Your goal:
Copy out only the part that opens with the line containing "Within an <instance>" and closes with the line containing "positive clicks: (819, 186)", substituting "coarse mask" for every "rough mask" and leaving all else unchanged.

══════

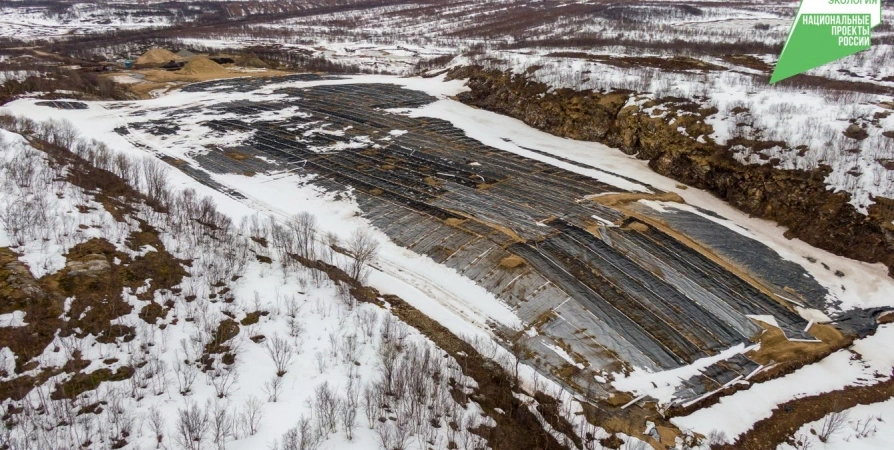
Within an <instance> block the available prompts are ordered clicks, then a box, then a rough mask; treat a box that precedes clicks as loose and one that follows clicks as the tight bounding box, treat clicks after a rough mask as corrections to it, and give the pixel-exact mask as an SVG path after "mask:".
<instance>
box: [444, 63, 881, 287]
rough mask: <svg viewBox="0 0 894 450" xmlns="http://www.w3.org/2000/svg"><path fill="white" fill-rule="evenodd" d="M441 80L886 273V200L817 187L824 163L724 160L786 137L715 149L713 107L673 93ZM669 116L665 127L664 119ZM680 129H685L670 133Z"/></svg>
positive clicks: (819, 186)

══════

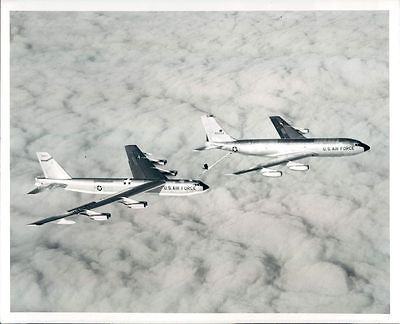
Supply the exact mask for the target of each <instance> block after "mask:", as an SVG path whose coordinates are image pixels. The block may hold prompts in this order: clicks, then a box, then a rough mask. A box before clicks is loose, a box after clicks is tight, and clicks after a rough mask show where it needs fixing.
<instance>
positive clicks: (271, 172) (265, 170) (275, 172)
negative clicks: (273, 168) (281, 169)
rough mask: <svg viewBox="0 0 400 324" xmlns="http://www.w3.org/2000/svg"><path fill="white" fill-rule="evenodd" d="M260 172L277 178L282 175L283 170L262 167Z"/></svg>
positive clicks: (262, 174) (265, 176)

══════

Output for this task:
Within an <instance> block the available prompts are ordered clicks, then a box, then a coarse mask; treat a box that precedes clicks as loose and one that follows clicks as the tight bounding box, treat clicks after a coarse mask as corrections to it, and give the pixel-exact mask as an SVG path after "mask:".
<instance>
box: [444, 63, 881, 287]
coarse mask: <svg viewBox="0 0 894 450" xmlns="http://www.w3.org/2000/svg"><path fill="white" fill-rule="evenodd" d="M441 80L886 273V200L817 187L824 163L724 160L786 137L715 149L713 107L673 93ZM669 116L665 127L664 119ZM680 129H685L670 133Z"/></svg>
positive clicks: (819, 186)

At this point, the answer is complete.